* EXTRACT TO READ
= = = =

San Diego seeks to void $85M award in sheriff restraint case
Apr 30, 2022, 2:11 PM | Updated: May 1, 2022, 10:10 am
SAN DIEGO (AP) — San Diego County lawyers are seeking to wipe out an $85 million jury award to the family of man who died after being restrained by sheriff’s deputies in 2015, or get a new trial in the lawsuit that generated the case.
County lawyers contend the verdict stemming from the negligence and wrongful death lawsuit was “incurably infected with error” and that the trial was riddled with rulings that hurt the county’s case.
The request is detailed in motions filed in U.S. District Court in San Diego earlier this month by county lawyers. They are the first moves in what will likely be a protracted fight to reduce or completely overturn the verdict returned March 15 in favor of the family of Lucky Phounsy.
One motion asks U.S. District Court Judge Marilyn Huff to set aside the verdict, contending the evidence was not sufficient to support the jury’s conclusion, The San Diego Union-Tribune reported. A second seeks a new trial, or a reduction in the award, arguing there were a series of trial errors and that the amount awarded was excessive.

= = = =

* DATA FOR REVIEW
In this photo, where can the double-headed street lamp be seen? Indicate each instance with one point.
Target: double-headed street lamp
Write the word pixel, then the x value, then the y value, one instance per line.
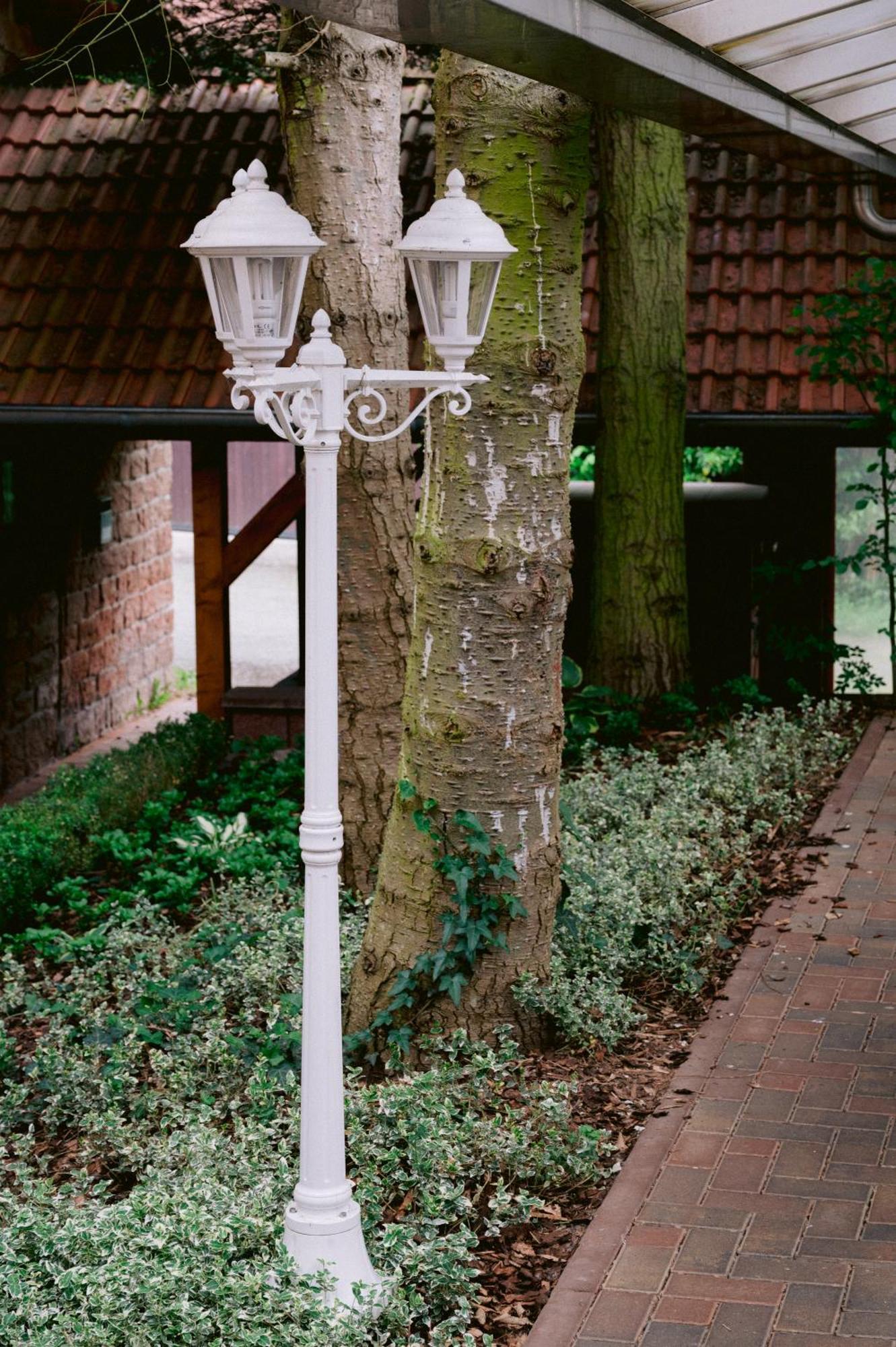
pixel 254 251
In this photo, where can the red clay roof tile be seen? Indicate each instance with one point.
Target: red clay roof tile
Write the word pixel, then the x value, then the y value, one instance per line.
pixel 98 187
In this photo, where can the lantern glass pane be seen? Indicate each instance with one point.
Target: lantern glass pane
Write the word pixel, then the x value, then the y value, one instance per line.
pixel 294 277
pixel 483 280
pixel 425 278
pixel 225 284
pixel 265 289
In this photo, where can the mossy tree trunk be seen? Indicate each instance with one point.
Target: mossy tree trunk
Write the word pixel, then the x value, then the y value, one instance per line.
pixel 640 614
pixel 341 112
pixel 483 713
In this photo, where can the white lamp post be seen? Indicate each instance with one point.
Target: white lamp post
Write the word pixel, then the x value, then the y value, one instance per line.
pixel 254 253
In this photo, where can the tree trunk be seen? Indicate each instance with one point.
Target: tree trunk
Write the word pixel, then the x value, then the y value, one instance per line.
pixel 341 111
pixel 640 619
pixel 483 713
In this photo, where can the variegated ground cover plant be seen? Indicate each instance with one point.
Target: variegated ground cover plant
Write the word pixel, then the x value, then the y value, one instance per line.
pixel 148 1076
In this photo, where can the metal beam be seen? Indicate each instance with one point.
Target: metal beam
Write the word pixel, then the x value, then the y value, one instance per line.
pixel 610 53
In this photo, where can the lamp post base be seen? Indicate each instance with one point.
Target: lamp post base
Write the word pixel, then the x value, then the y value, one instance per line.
pixel 337 1245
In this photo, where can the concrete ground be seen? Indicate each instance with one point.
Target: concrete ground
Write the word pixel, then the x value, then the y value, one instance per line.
pixel 264 614
pixel 758 1208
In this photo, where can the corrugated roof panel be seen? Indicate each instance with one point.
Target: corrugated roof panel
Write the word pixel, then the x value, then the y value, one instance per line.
pixel 839 59
pixel 98 306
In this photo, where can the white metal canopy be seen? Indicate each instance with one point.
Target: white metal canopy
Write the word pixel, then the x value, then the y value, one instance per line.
pixel 836 56
pixel 812 83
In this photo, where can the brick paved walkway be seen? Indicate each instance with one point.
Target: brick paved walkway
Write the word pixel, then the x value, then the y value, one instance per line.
pixel 761 1206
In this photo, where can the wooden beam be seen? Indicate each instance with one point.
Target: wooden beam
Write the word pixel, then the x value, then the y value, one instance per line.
pixel 264 526
pixel 210 542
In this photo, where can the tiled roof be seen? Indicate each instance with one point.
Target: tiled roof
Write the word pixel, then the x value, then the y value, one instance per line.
pixel 100 308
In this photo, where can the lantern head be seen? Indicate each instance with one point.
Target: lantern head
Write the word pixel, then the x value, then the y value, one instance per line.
pixel 253 251
pixel 455 254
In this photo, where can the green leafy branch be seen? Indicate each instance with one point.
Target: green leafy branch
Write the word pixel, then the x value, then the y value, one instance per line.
pixel 471 863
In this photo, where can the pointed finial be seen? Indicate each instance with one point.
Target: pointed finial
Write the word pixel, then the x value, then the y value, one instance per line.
pixel 257 176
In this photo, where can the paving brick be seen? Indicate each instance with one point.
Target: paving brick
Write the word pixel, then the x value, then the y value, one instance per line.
pixel 820 1272
pixel 859 1325
pixel 794 1046
pixel 820 1093
pixel 707 1287
pixel 707 1251
pixel 784 1186
pixel 801 1159
pixel 858 1251
pixel 751 1147
pixel 883 1208
pixel 811 1309
pixel 742 1174
pixel 836 1220
pixel 844 1038
pixel 641 1268
pixel 773 1235
pixel 664 1236
pixel 618 1315
pixel 745 1326
pixel 683 1310
pixel 715 1115
pixel 680 1185
pixel 673 1336
pixel 872 1292
pixel 680 1214
pixel 770 1105
pixel 699 1150
pixel 855 1148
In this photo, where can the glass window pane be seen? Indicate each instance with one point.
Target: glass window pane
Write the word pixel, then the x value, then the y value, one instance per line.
pixel 225 282
pixel 424 275
pixel 265 285
pixel 483 278
pixel 291 289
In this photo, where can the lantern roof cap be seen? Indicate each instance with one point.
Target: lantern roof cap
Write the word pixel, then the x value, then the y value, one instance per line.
pixel 456 228
pixel 253 220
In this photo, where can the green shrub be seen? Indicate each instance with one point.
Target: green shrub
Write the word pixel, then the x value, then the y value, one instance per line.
pixel 54 833
pixel 168 1063
pixel 657 861
pixel 700 465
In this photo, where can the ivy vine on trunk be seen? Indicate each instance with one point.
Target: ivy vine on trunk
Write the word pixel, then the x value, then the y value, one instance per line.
pixel 483 711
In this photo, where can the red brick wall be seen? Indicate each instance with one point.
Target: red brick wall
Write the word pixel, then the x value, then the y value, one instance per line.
pixel 83 630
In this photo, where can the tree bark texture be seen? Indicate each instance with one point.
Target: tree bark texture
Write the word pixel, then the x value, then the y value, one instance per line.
pixel 483 713
pixel 341 112
pixel 640 619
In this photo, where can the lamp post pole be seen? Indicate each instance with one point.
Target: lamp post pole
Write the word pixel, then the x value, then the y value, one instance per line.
pixel 254 253
pixel 323 1221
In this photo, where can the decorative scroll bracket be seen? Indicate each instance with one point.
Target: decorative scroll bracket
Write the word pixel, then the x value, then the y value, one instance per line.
pixel 288 401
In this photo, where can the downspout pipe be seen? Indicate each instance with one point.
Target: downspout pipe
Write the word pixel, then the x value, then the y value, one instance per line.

= = = =

* EXERCISES
1. Can you rewrite the paragraph in the article that begins "One motion asks" as a short list that keeps its main facts?
2. Would you transcribe the article from "County lawyers contend" to "the county’s case."?
3. How would you translate this sentence from the article into Spanish: "County lawyers contend the verdict stemming from the negligence and wrongful death lawsuit was “incurably infected with error” and that the trial was riddled with rulings that hurt the county’s case."

* EXPECTED RESULTS
1.
- One motion asks U.S. District Court Judge Marilyn Huff to set aside the verdict, contending the evidence did not support the jury's conclusion (as reported by The San Diego Union-Tribune).
- A second motion seeks a new trial or a reduced award, arguing there were a series of trial errors and that the amount awarded was excessive.

2.
County lawyers contend the verdict stemming from the negligence and wrongful death lawsuit was “incurably infected with error” and that the trial was riddled with rulings that hurt the county’s case.

3. Los abogados del condado sostienen que el veredicto derivado de la demanda por negligencia y muerte injusta estaba «incurablemente infectado de error» y que el juicio estuvo plagado de fallos que perjudicaron la causa del condado.